» Directive A
Rewrite the euro survey responses starting at "Jean Imbs Paris" and ending at "part of the EU.", putting "old national currency" in place of "drachma".
» Directive B
In the euro survey responses, which institution is listed for Ugo Panizza?

» Passage shown
+ + +

Alexander Ludwig Goethe University Agree Very confident
Ugo Panizza The Graduate Institute, Geneva (HEID) Disagree Confident
We know that the EZ is not an optimal currency area, and the euro is as much a political project as an economic one. Forcing countries that are not interested into joining to join the euro will only complicate things without any obvious benefit
Kevin Hjortshøj... Oxford University Disagree Extremely confident
It isn't an optimal currency area as it stands. Broadening it won't help. I see no sign of the EU wishing to put in place a genuine fiscal union, or even a genuine US-style banking union. The actually existing EMU is a force for generating anti-European sentiment.
Jean Imbs Paris School of Economics Strongly disagree Extremely confident
Philip Jung University of Dortmund Strongly disagree Extremely confident
Sean Holly Cambridge University Strongly disagree Very confident
Joseph Pearlman City University London Strongly disagree Very confident
The UK's experience of not being a member of the euro while being in the EU was very positive. From a different perspective, Greece might well have benefited from still having the drachma, while being part of the EU.

+ + +

Stored records:

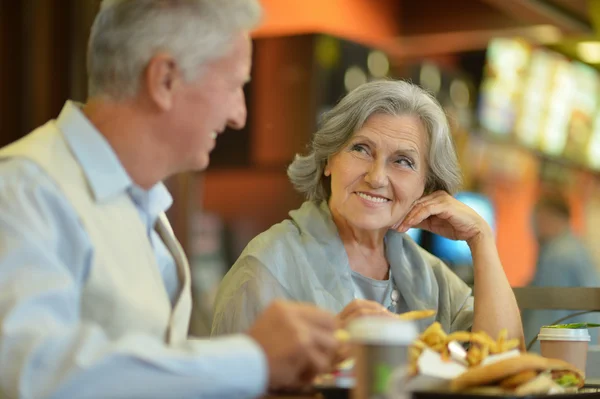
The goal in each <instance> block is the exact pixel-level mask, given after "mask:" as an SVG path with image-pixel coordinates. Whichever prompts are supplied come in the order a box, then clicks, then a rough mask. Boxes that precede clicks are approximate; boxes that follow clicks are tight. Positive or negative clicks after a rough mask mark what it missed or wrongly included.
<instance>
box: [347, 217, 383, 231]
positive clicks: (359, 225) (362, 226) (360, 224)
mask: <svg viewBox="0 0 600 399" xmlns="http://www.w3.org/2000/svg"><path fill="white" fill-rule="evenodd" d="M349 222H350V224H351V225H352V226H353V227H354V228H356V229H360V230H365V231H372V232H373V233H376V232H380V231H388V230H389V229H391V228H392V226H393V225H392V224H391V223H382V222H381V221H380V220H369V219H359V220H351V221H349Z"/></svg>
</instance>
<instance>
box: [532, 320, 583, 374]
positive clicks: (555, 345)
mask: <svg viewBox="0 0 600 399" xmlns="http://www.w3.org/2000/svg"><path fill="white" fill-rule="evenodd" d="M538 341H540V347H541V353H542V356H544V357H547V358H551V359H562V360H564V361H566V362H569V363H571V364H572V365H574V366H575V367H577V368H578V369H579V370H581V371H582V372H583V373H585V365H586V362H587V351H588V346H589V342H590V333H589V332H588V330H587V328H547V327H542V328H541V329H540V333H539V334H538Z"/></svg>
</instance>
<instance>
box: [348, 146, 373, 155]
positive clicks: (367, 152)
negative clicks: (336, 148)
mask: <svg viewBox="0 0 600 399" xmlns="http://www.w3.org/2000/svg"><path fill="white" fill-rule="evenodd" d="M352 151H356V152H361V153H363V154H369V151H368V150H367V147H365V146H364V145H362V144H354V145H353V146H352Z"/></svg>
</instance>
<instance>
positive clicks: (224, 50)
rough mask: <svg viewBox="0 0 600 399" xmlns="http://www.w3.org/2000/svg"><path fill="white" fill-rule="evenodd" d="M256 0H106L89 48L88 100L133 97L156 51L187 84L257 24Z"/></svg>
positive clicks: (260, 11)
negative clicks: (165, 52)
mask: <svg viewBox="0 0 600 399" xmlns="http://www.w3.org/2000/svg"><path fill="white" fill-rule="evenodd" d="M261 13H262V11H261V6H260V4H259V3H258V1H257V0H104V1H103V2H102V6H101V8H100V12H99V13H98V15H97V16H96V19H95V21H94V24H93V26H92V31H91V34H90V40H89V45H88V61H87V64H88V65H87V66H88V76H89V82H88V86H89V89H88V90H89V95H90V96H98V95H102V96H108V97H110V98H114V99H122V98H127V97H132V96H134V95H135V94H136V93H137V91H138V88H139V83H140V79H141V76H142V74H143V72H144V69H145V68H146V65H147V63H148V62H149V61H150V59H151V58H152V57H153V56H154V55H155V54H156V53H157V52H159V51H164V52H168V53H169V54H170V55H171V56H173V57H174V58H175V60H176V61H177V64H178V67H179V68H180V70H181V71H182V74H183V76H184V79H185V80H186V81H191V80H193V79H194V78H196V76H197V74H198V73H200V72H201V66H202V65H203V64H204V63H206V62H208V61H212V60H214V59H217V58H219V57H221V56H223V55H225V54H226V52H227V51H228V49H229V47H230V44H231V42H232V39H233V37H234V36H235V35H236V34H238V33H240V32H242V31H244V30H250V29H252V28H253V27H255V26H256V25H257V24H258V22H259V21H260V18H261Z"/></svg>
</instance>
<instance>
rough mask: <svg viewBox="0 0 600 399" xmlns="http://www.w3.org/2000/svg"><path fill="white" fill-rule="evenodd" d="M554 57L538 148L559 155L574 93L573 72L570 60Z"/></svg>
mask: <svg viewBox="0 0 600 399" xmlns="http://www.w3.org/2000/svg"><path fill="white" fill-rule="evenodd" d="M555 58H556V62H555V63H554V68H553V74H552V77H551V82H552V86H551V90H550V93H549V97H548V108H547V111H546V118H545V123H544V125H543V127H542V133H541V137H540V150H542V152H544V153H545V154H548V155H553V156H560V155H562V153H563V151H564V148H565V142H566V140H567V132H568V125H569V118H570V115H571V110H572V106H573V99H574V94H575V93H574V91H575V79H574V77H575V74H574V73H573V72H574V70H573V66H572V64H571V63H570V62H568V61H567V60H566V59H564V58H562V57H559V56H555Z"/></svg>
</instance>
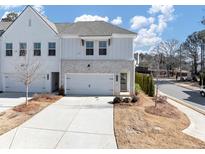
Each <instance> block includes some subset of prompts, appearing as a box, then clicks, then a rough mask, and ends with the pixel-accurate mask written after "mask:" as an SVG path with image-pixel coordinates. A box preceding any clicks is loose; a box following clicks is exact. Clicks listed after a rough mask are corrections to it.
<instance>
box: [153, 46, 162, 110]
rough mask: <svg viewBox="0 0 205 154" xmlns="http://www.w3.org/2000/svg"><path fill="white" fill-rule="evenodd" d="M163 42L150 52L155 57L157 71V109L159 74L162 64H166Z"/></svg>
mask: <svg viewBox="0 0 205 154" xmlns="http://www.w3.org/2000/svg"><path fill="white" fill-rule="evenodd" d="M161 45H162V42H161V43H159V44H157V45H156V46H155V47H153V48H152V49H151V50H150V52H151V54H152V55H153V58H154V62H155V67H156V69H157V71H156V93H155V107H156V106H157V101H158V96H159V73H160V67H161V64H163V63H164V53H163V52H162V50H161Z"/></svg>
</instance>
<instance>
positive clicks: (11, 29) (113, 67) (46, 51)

+ + +

» Your response A
Jean Imbs Paris School of Economics Strongly disagree Extremely confident
Philip Jung University of Dortmund Strongly disagree Extremely confident
Sean Holly Cambridge University Strongly disagree Very confident
Joseph Pearlman City University London Strongly disagree Very confident
The UK's experience of not being a member of the euro while being in the EU was very positive. From a different perspective, Greece might well have benefited from still having the old national currency, while being part of the EU.

» Your response B
The Graduate Institute, Geneva (HEID)